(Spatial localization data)
=== Section Start ===

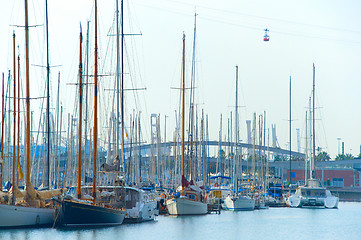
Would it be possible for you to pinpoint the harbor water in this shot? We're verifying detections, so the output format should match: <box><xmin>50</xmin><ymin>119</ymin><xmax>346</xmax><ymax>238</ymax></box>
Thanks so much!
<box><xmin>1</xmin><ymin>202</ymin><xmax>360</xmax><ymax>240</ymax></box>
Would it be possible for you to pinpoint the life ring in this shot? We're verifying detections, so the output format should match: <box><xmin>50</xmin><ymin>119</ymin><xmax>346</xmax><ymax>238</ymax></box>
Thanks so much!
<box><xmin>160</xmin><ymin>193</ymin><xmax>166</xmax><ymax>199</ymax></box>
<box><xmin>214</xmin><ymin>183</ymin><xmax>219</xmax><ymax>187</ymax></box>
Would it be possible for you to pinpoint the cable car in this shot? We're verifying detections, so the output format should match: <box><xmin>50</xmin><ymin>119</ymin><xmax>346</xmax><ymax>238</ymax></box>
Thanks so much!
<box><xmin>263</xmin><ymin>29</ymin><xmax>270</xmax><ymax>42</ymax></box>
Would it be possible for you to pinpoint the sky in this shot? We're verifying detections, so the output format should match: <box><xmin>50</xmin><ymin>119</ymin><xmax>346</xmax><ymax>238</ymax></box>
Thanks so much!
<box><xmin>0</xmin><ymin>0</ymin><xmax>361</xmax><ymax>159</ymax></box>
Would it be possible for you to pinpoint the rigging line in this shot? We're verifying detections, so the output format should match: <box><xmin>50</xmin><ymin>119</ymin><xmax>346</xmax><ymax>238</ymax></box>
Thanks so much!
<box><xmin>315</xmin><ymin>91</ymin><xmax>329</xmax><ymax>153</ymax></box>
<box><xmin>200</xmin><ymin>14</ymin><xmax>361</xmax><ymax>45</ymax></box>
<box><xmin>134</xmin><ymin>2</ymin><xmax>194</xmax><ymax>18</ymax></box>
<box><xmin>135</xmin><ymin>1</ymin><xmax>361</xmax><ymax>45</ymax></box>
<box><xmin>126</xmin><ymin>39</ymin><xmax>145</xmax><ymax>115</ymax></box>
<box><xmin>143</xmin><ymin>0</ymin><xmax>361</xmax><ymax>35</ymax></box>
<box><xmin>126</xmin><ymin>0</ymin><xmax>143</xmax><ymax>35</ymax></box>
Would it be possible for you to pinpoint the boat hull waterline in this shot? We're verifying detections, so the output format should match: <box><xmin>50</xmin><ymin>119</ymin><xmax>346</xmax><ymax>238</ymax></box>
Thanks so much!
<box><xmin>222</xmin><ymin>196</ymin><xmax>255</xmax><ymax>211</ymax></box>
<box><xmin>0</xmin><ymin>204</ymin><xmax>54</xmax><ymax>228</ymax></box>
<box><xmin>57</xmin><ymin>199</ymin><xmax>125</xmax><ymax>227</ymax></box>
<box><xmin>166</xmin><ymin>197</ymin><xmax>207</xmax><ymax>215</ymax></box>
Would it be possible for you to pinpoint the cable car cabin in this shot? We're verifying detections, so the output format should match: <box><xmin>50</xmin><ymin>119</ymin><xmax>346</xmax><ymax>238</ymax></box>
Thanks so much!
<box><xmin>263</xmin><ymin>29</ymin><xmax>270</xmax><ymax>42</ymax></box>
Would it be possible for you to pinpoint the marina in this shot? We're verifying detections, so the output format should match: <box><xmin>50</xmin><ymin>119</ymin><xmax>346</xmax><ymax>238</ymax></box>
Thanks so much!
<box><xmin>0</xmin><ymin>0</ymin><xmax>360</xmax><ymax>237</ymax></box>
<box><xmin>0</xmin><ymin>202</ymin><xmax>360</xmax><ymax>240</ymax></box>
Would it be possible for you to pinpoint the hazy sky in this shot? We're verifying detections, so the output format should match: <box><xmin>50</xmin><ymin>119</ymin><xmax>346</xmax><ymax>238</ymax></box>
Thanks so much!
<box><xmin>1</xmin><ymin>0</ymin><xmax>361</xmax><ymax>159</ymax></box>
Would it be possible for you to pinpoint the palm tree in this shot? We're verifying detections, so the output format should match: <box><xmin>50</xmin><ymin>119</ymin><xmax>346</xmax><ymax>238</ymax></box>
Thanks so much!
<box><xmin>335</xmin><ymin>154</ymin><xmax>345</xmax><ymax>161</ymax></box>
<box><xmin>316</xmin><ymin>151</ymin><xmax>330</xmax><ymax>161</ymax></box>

=== Section End ===
=== Section Start ===

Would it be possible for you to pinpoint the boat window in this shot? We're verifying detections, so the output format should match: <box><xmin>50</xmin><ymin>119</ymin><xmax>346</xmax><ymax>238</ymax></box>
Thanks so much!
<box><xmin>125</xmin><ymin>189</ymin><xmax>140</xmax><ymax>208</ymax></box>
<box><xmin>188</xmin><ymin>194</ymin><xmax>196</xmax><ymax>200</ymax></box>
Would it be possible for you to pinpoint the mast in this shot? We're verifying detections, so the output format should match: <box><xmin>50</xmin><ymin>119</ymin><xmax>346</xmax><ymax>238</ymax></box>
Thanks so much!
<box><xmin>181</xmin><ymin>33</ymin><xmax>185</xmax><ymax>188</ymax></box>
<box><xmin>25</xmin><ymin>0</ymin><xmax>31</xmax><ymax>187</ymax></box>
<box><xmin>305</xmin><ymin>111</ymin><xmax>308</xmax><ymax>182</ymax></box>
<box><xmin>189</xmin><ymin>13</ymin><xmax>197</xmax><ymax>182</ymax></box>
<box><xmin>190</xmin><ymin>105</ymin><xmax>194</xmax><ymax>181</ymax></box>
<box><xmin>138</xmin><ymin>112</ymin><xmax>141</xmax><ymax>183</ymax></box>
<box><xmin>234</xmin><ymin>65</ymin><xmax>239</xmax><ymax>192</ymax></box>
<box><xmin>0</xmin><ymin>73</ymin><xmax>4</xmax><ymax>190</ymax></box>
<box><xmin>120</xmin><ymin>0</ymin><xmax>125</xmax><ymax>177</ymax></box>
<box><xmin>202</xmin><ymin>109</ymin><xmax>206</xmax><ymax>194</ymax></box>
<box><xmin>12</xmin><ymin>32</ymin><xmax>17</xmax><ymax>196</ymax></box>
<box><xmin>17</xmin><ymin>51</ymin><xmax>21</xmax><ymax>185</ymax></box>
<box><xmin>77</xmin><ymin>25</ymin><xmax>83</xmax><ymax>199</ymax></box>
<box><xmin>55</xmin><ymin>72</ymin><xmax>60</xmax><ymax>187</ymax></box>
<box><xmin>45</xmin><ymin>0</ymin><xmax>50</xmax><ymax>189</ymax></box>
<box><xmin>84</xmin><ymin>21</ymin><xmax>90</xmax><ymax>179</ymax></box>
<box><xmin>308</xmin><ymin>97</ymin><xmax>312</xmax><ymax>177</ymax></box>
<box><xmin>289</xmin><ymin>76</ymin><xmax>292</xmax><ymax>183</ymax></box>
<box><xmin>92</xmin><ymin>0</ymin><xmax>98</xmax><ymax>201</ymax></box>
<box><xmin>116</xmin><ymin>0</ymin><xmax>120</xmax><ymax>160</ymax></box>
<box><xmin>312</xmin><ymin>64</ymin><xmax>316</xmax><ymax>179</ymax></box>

=== Section End ===
=== Section Start ===

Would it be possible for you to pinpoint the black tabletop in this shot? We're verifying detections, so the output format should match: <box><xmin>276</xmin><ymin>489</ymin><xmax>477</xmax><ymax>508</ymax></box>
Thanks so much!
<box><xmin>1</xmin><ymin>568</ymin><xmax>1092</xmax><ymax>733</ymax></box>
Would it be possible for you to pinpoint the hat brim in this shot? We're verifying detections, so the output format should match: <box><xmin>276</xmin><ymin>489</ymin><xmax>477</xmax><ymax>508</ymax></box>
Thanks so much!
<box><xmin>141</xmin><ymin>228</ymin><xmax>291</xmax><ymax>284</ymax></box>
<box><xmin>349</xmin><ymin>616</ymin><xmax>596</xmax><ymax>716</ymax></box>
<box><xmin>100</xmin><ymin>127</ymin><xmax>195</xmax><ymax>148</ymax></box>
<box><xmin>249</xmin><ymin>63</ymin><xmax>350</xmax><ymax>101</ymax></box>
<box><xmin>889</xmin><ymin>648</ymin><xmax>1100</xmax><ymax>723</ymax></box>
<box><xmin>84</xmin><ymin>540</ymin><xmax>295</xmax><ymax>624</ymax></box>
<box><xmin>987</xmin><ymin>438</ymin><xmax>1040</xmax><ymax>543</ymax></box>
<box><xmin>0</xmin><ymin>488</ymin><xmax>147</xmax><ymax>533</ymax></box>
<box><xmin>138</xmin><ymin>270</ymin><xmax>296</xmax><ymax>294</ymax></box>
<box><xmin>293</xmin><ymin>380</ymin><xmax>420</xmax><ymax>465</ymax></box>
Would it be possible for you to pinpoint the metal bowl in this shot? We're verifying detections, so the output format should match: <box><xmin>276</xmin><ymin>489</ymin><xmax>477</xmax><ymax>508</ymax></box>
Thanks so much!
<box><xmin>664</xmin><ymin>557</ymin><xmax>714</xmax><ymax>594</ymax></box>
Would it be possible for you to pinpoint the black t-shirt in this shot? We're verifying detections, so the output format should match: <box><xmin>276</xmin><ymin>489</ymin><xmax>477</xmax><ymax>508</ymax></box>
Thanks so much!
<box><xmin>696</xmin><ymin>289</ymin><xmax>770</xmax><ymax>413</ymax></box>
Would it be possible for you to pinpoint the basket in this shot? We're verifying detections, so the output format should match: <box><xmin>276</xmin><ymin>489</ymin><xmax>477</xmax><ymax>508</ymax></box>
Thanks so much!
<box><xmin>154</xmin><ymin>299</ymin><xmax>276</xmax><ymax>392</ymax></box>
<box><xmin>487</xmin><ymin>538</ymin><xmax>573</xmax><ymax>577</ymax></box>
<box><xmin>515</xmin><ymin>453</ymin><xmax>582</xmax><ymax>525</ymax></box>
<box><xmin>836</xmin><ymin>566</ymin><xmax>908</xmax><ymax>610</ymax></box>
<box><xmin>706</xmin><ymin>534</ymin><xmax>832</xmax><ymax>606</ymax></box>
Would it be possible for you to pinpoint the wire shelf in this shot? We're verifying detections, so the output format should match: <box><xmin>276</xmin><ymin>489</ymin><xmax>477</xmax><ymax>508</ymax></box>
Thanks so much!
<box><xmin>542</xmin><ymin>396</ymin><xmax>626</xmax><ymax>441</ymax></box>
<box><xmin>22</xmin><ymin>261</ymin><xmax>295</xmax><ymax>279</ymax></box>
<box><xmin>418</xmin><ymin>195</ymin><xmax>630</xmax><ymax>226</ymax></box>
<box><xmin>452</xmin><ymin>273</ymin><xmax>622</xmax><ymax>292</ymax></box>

=== Section End ===

=== Assignment ===
Scan the data above and report each line in which "black" is present.

=== Response area ===
Would it be possible for you to pinpoint the black tabletop in this shot? We're verifying detections, so the output format should match: <box><xmin>276</xmin><ymin>489</ymin><xmax>477</xmax><ymax>508</ymax></box>
Would it be possible for you to pinpoint the black t-shirt in this shot? We're verifying detections, so the output format should match: <box><xmin>276</xmin><ymin>489</ymin><xmax>477</xmax><ymax>508</ymax></box>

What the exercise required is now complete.